Brief A
According to the Bet 769 text, why does the ABC group have little room in big, national hospital discount discussions? Answer in one to three sentences.
Brief B
Answer these questions from the Bet 769 text.
(i) What duration does the text give for the bet?
(ii) At what annual rate does CMS estimate that US healthcare spending will continue to grow through 2026?
(iii) What share of total healthcare dollars would a 10% reduction on prescriptions save?

Text provided
Bet 769
Duration 5 years (02018-02023)
PREDICTOR
Joseph O Andelin
CHALLENGER
Unchallenged
In January 2018 the three companies announced a joint venture to address healthcare costs and employee satisfaction. Healthcare costs are highly inflationary and are tied to general inflation, regulations, demographic changes, technology improvements, and wealth. CMS estimates that healthcare spending in the United States will continue to grow at 5.5% per year through 2026, to almost 20% of GDP. The ABC group faces structural problems in the US healthcare system. The lower reimbursement rates of Medicare and Medicaid (2-3x less than commercial insurance), along with low hospital margins and weak balance sheets, give ABC little room on big, national hospital discount discussions. Tools and programs to reduce costs for regional or smaller employers are hard to scale, especially given Berkshire's decentralized culture. A reduction of 10% on prescriptions would save 2% of total healthcare dollars. ABC will be loath to increase deductibles, roll out narrow care networks, or other mechanisms that may help reduce costs but lead to negative employee satisfaction. Digital tools and tech can't truly address social determinants of health and have low use/impact. Wellness programs and incentives tied to them tend to increase costs due to program costs and false positives. Evidence of value-based care savings is scant and case studies tend to focus on small savings for infrequent procedures. The impact of shopping for healthcare, as it's done now, is worth perhaps 1-2% of total healthcare spending. Innovation in employer-sponsored healthcare, for now, will have to be by subtraction of wasteful programs. The changes people hope for will take longer than five years.

(Records from a collection)
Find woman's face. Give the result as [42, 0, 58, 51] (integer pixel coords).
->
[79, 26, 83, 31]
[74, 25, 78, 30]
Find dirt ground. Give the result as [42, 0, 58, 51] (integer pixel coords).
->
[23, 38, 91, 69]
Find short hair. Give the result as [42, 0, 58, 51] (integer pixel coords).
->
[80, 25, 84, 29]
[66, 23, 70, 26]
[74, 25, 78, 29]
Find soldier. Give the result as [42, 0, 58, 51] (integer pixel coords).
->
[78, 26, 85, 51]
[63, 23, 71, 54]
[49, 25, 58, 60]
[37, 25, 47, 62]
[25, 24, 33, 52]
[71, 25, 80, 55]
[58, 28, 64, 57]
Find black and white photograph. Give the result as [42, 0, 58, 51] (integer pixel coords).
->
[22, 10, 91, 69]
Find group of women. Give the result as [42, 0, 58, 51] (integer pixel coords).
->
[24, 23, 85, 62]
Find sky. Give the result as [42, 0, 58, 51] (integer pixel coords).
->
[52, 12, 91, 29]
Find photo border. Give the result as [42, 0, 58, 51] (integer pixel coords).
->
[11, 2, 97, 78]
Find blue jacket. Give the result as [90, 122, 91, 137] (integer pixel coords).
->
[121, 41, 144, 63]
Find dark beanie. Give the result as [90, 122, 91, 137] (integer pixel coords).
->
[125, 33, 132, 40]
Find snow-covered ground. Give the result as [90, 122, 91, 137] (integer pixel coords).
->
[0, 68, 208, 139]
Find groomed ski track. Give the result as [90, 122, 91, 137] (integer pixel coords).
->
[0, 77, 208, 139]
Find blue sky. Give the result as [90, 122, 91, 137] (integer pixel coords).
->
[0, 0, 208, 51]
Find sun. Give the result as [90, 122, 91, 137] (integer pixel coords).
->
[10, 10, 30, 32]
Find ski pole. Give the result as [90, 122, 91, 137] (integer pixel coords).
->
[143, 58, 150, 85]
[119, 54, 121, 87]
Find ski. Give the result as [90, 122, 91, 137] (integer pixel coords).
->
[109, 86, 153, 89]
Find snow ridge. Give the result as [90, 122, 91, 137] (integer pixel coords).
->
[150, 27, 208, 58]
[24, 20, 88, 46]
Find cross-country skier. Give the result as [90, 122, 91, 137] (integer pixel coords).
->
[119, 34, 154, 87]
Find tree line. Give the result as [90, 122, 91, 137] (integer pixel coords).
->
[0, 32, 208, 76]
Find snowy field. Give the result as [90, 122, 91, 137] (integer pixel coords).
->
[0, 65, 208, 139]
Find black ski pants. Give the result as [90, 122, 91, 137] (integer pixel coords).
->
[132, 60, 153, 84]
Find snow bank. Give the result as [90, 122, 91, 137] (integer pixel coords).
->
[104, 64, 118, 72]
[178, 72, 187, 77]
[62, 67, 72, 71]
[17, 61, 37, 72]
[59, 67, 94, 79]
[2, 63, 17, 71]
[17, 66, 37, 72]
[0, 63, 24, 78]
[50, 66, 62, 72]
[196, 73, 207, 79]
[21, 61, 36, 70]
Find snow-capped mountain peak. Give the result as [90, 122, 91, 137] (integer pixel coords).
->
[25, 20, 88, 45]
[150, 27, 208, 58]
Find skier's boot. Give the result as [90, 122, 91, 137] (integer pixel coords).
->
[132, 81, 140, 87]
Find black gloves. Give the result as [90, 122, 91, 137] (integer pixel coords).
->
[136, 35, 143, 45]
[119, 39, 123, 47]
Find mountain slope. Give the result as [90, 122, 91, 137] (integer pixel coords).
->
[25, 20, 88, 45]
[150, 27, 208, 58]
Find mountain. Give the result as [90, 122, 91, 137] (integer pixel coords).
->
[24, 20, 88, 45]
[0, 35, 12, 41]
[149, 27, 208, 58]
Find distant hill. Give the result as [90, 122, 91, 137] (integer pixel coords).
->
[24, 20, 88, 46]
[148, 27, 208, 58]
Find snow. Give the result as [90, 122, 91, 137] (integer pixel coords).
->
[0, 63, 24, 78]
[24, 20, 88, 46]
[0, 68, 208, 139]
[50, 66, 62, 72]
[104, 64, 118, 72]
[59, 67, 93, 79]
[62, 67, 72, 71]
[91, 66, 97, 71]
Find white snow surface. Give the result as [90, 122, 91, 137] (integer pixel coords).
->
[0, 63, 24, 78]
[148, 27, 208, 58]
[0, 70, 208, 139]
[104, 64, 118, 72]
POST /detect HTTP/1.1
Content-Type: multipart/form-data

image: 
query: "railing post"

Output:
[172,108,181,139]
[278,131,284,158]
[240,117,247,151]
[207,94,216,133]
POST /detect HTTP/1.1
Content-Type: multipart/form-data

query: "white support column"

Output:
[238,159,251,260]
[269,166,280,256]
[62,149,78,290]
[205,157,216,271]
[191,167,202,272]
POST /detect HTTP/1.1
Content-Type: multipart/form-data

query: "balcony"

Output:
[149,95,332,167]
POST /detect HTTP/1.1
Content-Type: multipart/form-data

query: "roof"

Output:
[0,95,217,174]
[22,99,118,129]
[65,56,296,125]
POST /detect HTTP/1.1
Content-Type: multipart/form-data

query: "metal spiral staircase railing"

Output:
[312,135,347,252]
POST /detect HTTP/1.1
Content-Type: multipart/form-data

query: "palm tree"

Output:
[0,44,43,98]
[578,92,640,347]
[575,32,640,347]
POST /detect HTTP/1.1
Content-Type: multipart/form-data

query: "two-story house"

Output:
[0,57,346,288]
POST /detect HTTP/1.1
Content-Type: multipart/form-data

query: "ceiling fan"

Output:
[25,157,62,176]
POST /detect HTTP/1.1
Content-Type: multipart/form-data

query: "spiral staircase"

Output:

Response box A
The ABC group has little room because Medicare and Medicaid reimburse at rates two to three times lower than commercial insurance. Hospitals also have low margins and weak balance sheets.

Response box B
(i) 5 years
(ii) 5.5% per year
(iii) 2%